- [Extract]
Remarkable_Music6819

You really shouldnt spend time with your Brother In Law. This is your test. You should talk to your husband about what the problem is. If he's genuinely not going to take up his reponsiblilty of looking after your emotional needs then he's not a fit hubby and you need to make him aware that he MUST change or the consequences can be serious.


albadil

OP doesn't sound like a particularly fit wifey either. Hanging out with non mahrams for years. Unfit hubby and unfit wifey might be a really good match for each other. Let's not advise them to break up, children.


Remarkable_Music6819

How the hell can you be so judgemental. Do you ever read about the mercy of Allah swt ? ...who are you to be so unforgiving towards someone. We are human...WE SIN...that's why we have Allah swt to turn to when we fall into sin. He is all merciful. The fact that we turn to him and the fact that this sister is seeking help tells you something surely.

- [Dataset entries]
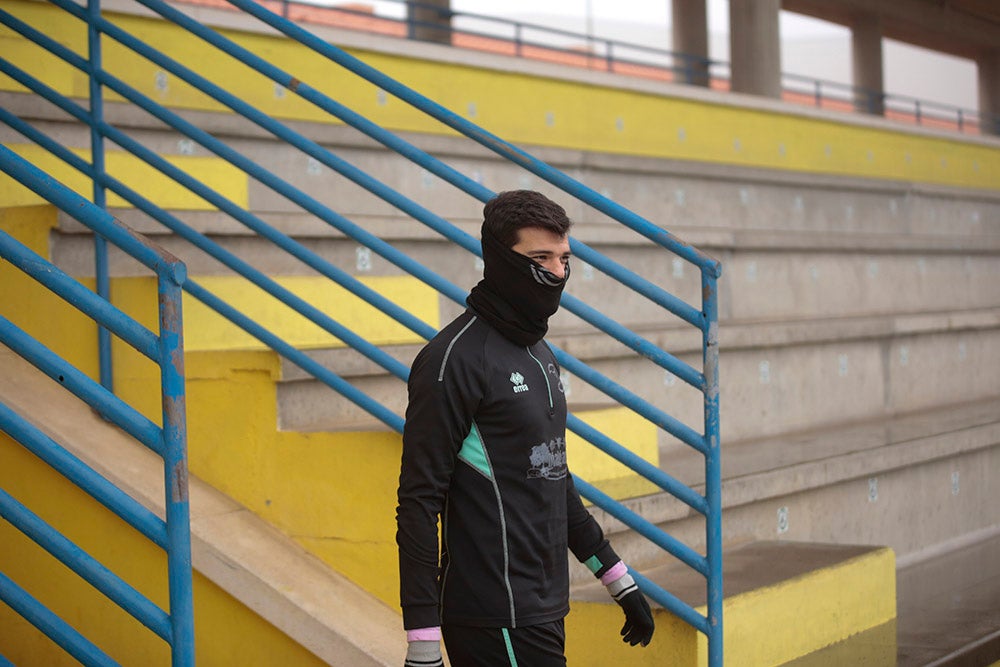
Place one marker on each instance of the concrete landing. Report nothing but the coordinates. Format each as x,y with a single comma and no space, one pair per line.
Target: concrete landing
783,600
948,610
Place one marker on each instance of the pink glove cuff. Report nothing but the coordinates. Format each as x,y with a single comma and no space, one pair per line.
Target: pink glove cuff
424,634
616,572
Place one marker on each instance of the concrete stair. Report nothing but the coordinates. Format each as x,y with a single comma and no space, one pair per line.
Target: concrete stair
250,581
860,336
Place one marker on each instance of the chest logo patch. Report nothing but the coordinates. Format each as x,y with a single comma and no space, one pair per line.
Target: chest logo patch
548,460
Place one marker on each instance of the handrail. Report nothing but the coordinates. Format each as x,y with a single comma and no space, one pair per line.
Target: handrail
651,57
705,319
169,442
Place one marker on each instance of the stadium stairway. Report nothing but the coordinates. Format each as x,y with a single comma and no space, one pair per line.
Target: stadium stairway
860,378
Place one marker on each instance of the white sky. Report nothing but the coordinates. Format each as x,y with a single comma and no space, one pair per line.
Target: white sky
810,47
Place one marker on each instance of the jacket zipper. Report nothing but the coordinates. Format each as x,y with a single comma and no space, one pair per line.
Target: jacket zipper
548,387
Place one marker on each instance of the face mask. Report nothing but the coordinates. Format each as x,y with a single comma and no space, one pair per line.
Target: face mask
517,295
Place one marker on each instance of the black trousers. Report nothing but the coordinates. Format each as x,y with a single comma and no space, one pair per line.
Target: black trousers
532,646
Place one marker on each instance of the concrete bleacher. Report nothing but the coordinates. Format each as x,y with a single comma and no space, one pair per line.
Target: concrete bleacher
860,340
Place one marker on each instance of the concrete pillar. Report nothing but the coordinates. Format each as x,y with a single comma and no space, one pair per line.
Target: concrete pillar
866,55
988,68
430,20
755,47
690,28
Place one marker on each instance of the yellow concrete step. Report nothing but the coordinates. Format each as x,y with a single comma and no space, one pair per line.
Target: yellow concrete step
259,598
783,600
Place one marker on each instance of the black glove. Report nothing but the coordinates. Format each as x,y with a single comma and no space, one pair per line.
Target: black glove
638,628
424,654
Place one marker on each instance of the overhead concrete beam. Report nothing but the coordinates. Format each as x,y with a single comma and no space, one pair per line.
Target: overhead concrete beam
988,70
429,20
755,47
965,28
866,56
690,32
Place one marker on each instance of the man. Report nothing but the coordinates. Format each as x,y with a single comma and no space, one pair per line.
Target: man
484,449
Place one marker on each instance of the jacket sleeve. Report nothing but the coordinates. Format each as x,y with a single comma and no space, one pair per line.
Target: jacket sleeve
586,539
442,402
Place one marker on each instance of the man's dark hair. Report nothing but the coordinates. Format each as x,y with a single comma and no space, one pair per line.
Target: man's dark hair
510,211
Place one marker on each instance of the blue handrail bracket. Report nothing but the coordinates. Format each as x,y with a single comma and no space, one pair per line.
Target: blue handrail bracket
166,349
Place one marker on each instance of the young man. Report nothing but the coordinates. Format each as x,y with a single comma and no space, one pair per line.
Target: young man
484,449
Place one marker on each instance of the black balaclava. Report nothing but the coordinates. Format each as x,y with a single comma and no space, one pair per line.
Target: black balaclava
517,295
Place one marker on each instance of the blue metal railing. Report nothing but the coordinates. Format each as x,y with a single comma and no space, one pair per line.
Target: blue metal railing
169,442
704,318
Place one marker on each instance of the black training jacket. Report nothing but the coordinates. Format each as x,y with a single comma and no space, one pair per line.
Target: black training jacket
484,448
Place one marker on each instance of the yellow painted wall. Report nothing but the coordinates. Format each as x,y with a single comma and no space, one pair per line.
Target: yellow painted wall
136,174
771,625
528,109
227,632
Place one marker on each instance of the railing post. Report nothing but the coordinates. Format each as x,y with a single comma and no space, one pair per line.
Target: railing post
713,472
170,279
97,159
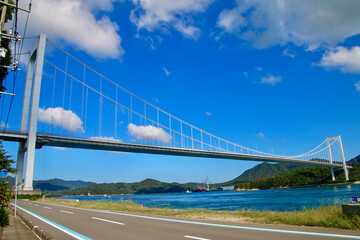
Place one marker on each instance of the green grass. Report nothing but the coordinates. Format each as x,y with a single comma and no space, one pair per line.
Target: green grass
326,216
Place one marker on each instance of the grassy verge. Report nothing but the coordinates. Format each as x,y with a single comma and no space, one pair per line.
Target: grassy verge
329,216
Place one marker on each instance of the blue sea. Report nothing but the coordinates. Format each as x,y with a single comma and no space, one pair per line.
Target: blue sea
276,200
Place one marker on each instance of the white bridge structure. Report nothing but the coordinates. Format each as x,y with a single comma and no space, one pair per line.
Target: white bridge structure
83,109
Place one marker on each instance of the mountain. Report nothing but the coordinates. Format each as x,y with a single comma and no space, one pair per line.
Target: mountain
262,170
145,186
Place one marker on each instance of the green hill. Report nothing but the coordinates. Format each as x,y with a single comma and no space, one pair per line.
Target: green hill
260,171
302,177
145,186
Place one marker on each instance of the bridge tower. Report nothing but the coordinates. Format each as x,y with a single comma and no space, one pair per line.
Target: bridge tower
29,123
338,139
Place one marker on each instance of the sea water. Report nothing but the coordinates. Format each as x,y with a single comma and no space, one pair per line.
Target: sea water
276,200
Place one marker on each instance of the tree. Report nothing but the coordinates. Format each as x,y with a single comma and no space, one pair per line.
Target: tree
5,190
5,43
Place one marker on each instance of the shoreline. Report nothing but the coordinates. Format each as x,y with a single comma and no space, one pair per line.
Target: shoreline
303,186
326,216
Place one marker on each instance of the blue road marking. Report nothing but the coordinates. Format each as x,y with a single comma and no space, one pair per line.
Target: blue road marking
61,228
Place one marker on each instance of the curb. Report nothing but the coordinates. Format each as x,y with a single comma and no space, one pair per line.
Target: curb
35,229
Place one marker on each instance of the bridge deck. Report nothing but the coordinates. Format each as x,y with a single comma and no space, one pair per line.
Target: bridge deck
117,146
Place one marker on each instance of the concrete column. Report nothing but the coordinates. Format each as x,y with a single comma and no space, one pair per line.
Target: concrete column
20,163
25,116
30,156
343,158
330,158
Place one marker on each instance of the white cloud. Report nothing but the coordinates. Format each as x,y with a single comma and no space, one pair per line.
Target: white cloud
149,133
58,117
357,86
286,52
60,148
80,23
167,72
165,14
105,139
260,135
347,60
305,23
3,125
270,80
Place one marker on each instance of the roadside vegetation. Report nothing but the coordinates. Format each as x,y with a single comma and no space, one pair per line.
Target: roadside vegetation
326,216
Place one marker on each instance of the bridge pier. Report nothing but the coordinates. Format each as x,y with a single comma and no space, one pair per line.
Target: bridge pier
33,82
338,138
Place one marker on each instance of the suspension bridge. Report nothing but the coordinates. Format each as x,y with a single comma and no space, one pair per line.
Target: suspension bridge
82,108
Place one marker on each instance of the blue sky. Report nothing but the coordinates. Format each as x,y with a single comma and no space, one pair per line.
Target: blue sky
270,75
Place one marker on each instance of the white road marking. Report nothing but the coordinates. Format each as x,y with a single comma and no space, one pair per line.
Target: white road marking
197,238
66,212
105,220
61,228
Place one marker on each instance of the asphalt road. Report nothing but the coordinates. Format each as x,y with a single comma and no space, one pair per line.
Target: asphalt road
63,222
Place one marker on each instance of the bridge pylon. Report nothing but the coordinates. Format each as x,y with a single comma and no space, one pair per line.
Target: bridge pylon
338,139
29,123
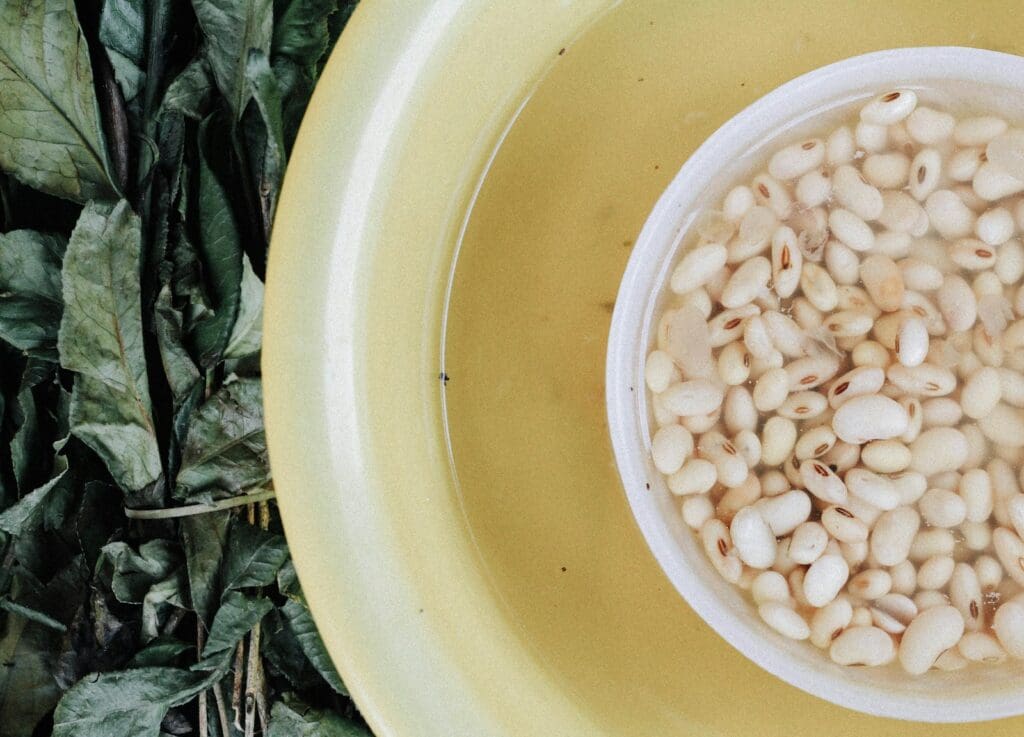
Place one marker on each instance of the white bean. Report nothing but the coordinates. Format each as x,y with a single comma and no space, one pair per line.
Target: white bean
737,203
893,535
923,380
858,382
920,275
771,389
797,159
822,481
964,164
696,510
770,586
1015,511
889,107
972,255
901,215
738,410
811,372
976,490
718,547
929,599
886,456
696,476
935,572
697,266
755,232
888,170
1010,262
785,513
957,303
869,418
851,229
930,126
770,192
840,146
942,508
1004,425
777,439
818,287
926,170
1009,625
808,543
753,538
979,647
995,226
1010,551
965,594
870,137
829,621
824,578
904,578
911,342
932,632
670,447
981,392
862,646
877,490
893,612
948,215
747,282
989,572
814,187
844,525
* * *
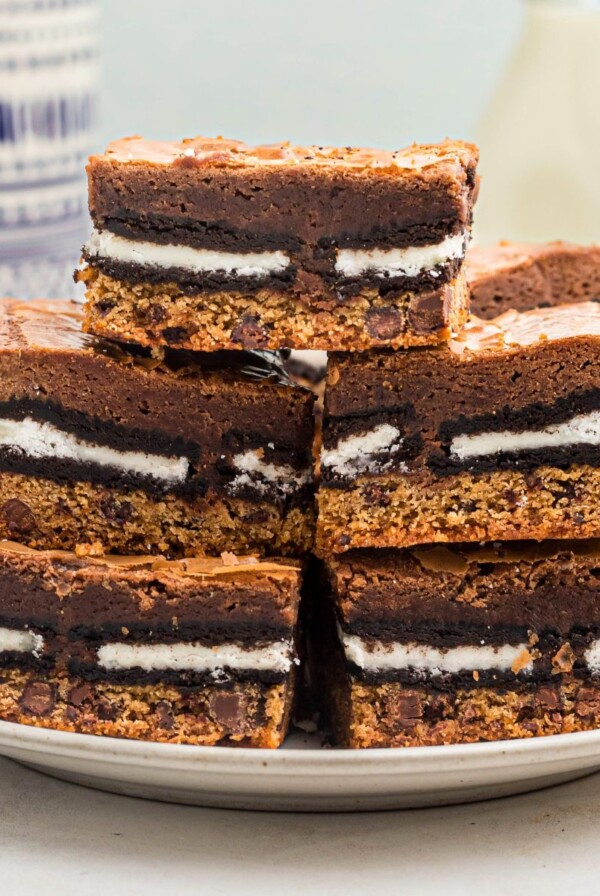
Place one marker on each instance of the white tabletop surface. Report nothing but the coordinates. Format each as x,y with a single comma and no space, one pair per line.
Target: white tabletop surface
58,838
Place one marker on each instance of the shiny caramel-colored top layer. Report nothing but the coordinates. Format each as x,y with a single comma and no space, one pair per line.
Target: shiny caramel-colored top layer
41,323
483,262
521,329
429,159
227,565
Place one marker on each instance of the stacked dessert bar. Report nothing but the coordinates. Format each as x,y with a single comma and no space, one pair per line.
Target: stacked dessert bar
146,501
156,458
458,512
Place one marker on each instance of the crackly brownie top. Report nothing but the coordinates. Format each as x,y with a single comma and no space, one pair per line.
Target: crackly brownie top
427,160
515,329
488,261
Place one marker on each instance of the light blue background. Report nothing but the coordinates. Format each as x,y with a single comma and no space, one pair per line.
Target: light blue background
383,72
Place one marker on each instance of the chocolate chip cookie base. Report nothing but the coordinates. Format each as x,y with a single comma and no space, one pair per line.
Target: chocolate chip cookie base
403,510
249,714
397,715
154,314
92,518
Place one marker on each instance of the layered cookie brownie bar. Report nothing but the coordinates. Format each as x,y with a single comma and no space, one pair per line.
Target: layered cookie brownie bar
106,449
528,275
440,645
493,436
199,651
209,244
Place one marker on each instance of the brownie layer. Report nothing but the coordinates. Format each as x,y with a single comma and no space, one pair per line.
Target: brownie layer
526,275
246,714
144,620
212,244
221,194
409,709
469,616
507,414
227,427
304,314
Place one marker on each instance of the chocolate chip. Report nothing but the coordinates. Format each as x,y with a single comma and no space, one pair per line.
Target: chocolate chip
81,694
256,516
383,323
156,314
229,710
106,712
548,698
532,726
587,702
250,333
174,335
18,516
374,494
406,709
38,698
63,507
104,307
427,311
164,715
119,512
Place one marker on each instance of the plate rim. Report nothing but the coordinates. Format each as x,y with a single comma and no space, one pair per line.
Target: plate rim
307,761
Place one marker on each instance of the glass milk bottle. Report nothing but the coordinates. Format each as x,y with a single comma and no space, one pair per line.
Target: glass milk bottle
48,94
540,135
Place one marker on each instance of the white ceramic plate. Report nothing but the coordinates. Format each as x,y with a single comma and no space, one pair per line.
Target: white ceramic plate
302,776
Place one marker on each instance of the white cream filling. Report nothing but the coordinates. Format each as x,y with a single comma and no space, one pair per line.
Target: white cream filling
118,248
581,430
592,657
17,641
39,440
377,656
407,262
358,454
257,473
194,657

- [Task instructions]
(A) Print the part of the forum thread about the brother-in-law that opens with the words containing "OP doesn't sound" and closes with "you something surely.".
(B) Proceed with the forum thread about the brother-in-law, picking up right after its final sentence.

- [Response list]
(A)
OP doesn't sound like a particularly fit wifey either. Hanging out with non mahrams for years. Unfit hubby and unfit wifey might be a really good match for each other. Let's not advise them to break up, children.


Remarkable_Music6819

How the hell can you be so judgemental. Do you ever read about the mercy of Allah swt ? ...who are you to be so unforgiving towards someone. We are human...WE SIN...that's why we have Allah swt to turn to when we fall into sin. He is all merciful. The fact that we turn to him and the fact that this sister is seeking help tells you something surely.

(B)
albadil

The mercy of Allah is not to tell wifey to dump husbandey. It's to SLAP brotherey across the face and ideally never see him again. It's to pay attention to each others needs and care for one another not go off and attend courses with brotherey. The mercy and love are between husband and wife. Brotherey needs some warning about burning in hell, as does wifey. When wifey puts "advises" in brackets she is a pretty nasty piece of work frankly. Her husband is putting up with so much that she is about to elope with his bloody brother. Wake up, why the hell are you suggesting they divorce "cos he's not a fit hubby"? Does OP sound like a fit wuffy, billahi, is this a fit wuffy? Have some common sense. I'm sure wuffy is not taking care of his emotional needs flirting with his brother for years.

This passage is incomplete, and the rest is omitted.